╔══

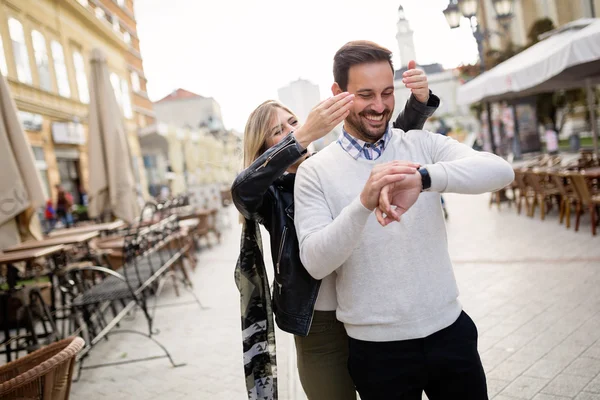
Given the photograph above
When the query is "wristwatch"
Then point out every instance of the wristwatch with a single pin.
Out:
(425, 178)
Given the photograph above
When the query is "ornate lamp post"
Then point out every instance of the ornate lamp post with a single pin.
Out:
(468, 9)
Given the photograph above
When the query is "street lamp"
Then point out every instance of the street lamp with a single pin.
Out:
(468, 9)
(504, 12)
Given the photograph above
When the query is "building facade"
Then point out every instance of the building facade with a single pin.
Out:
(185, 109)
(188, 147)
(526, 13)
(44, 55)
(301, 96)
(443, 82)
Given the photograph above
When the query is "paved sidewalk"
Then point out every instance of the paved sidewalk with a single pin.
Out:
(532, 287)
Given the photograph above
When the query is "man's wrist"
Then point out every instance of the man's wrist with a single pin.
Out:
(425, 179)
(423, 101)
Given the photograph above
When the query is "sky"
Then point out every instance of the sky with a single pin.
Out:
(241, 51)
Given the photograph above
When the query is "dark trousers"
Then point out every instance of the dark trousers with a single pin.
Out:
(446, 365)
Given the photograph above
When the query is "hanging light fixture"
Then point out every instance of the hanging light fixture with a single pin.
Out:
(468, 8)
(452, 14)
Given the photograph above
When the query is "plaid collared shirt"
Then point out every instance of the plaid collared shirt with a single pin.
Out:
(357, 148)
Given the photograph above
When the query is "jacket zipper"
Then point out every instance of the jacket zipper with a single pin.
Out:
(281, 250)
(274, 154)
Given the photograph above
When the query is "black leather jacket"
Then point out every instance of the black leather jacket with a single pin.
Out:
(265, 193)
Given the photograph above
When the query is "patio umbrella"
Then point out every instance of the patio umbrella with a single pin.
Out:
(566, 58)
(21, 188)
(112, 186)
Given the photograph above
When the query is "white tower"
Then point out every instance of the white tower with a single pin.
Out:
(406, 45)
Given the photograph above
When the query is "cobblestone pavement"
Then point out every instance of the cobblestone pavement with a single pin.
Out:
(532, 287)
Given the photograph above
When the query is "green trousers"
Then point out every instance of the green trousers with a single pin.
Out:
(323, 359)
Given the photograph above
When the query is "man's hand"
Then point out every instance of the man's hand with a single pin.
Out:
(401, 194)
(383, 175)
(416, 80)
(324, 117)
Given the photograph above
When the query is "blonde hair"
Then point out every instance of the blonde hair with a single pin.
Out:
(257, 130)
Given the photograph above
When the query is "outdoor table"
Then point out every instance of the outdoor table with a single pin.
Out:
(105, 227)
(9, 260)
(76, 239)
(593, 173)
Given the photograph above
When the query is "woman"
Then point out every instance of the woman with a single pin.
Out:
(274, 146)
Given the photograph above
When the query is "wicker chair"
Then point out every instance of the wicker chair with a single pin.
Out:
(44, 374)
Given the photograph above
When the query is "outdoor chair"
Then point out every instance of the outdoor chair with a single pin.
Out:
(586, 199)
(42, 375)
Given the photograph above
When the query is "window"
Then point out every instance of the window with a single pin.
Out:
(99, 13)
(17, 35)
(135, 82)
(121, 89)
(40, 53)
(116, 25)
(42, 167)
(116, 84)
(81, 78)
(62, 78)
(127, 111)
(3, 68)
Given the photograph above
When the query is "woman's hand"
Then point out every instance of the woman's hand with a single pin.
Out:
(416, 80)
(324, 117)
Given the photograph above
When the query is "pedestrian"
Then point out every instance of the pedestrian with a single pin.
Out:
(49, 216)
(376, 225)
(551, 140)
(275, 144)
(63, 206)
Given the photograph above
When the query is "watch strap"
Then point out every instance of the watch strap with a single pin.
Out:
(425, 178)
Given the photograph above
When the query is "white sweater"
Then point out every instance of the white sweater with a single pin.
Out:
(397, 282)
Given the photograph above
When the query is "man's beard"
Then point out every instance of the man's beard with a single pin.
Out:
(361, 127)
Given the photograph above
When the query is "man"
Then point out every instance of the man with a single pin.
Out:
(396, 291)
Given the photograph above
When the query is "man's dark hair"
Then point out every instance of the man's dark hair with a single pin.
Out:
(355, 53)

╚══

-- TASK REQUIREMENTS --
Repeat the full listing above exactly, with no pictures in the copy.

-- SOLUTION FOR THIS EXERCISE --
Given the photograph above
When the query is "wristwatch"
Then point out every instance of the wristwatch with a single pin.
Out:
(425, 178)
Given the photograph above
When the query is "ornate lamp post"
Then point out every instance of the ornate lamp post with a single pin.
Out:
(468, 9)
Given the photograph above
When the query is "street lamp"
Then point out every instance of the street lamp with a single pin.
Out:
(468, 9)
(504, 12)
Given the photograph above
When the query is "building facade"
Then point out every instance of the building facade with a single pin.
Out:
(185, 109)
(188, 147)
(526, 13)
(44, 55)
(301, 96)
(443, 82)
Given the photograph above
When the query is "paved sidewalk"
Then point out every instance of the paved sidewalk with a single pin.
Out:
(532, 287)
Given the photograph above
When the query is "man's wrist"
Then point out every instance of the man's wrist with a single pin.
Out:
(425, 179)
(423, 101)
Given the photograph above
When the query is "sky"
Then point out every instance of the sky with a single pin.
Out:
(241, 51)
Given the photograph above
When the query is "dark trousers"
Then point out every instance of the dark trousers with a single pin.
Out:
(446, 365)
Given the photograph above
When the query is "hanging light fixture"
Then point out every instance of the hanging light fixture with a single pin.
Out:
(468, 8)
(452, 14)
Given the photograph above
When the query is "plaid collared shirt"
Then point out every instance of the plaid collared shirt with a single pin.
Out:
(357, 148)
Given the photograph above
When the query is "jacket zipper"
Then point out every instance of the jacket zipper with a single pin.
Out:
(281, 250)
(274, 154)
Given the photograph above
When the query is "black leather jacket"
Then point out every instance of the black leather jacket with a single pin.
Out:
(265, 193)
Given the photograph above
When the query is "patio umbrella"
Then point out every instance of the patio umbrella with a single pin.
Out:
(566, 58)
(21, 188)
(112, 186)
Given the photograph above
When the query is "white tower"
Then point out every instance of the white tower with a single pin.
Out:
(406, 45)
Given the photograph above
When the query is "cobblestone pavement"
Then point out every instance of the cobblestone pavement with a single pin.
Out:
(532, 287)
Given the photograph above
When the query is "green trousers"
Then point out every instance of the green trousers with a single pin.
Out:
(323, 359)
Given the photograph above
When the query is "man's hand"
Then point out every instance of the man's hand with a single pin.
Out:
(401, 194)
(383, 175)
(416, 80)
(324, 117)
Given the photograph above
When the query is "blonde hair"
Then point out every instance of the blonde hair with a single pin.
Out:
(257, 130)
Given the photograph above
When the query is "outdoor table"
Then point out every instance of the outdoor table with a single pin.
Out:
(105, 227)
(9, 260)
(76, 239)
(593, 173)
Given the photograph above
When the query is "woman"
Then point out every instance of the woman with a single pin.
Out:
(274, 146)
Given the photograph above
When the query is "wicker chair"
Then point out every instance of the wicker chair with a single pin.
Out:
(44, 374)
Given the photograph above
When the query is "outdoor chair"
Then point out every instance of the outdoor chair with a single pin.
Out:
(586, 199)
(42, 375)
Given the photograph above
When the query is "window"
Then point out every instance of the window with a single pin.
Out:
(99, 13)
(17, 35)
(135, 82)
(121, 89)
(40, 53)
(116, 25)
(42, 167)
(116, 84)
(81, 78)
(62, 78)
(127, 111)
(3, 68)
Given the photograph above
When the query is "woman's hand"
Then point out every instance of the woman's hand with a single pin.
Out:
(416, 80)
(324, 117)
Given the photograph above
When the query is "pedestrian"
Then point out every instance of the pedestrian with a single pin.
Out:
(49, 216)
(376, 225)
(551, 140)
(275, 144)
(63, 206)
Given the photograph above
When the query is "watch strap"
Then point out every instance of the watch strap with a single pin.
Out:
(425, 178)
Given the photograph above
When the query is "white sweater"
Then point out every instance of the white sweater with a single pin.
Out:
(397, 282)
Given the photograph above
When the query is "man's beard"
Then point out every instance of the man's beard with a single pin.
Out:
(361, 127)
Given the photograph above
When the query is "man"
Then point out every instance of the man with a single pin.
Out:
(396, 291)
Given the photograph above
When the query is "man's dark hair"
Then point out every instance of the man's dark hair with a single pin.
Out:
(355, 53)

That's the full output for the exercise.